<<<<
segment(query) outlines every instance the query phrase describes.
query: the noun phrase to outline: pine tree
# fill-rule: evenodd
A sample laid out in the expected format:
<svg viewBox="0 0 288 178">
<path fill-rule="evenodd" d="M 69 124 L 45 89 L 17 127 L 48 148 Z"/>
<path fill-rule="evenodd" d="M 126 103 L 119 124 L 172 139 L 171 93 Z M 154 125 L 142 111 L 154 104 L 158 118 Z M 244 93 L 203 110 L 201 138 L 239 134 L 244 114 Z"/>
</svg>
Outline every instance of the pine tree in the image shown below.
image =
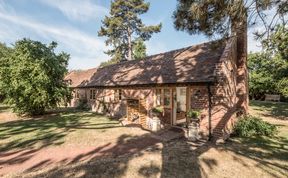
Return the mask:
<svg viewBox="0 0 288 178">
<path fill-rule="evenodd" d="M 106 36 L 106 45 L 113 49 L 106 51 L 112 61 L 132 60 L 133 43 L 136 39 L 149 40 L 153 33 L 160 32 L 161 24 L 146 26 L 139 15 L 149 10 L 144 0 L 114 0 L 110 15 L 105 16 L 99 36 Z"/>
<path fill-rule="evenodd" d="M 265 12 L 273 7 L 277 10 L 268 22 Z M 189 34 L 236 36 L 238 108 L 247 111 L 247 26 L 262 23 L 265 30 L 256 35 L 269 38 L 277 22 L 287 23 L 287 9 L 288 3 L 284 0 L 178 0 L 173 17 L 175 28 Z"/>
<path fill-rule="evenodd" d="M 146 57 L 146 46 L 143 40 L 139 39 L 135 41 L 133 55 L 137 60 Z"/>
<path fill-rule="evenodd" d="M 271 12 L 272 8 L 276 10 Z M 257 37 L 269 38 L 278 23 L 288 23 L 287 13 L 285 0 L 178 0 L 173 17 L 176 29 L 209 37 L 229 36 L 248 17 L 249 27 L 264 27 L 255 33 Z"/>
</svg>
>>>>
» **Description of the task**: Find the word "instance" in the entries above and gather every line that holds it.

» **Answer to this problem**:
segment(query) outlines every instance the query phrase describes.
Outline every instance of the pine tree in the image shown below.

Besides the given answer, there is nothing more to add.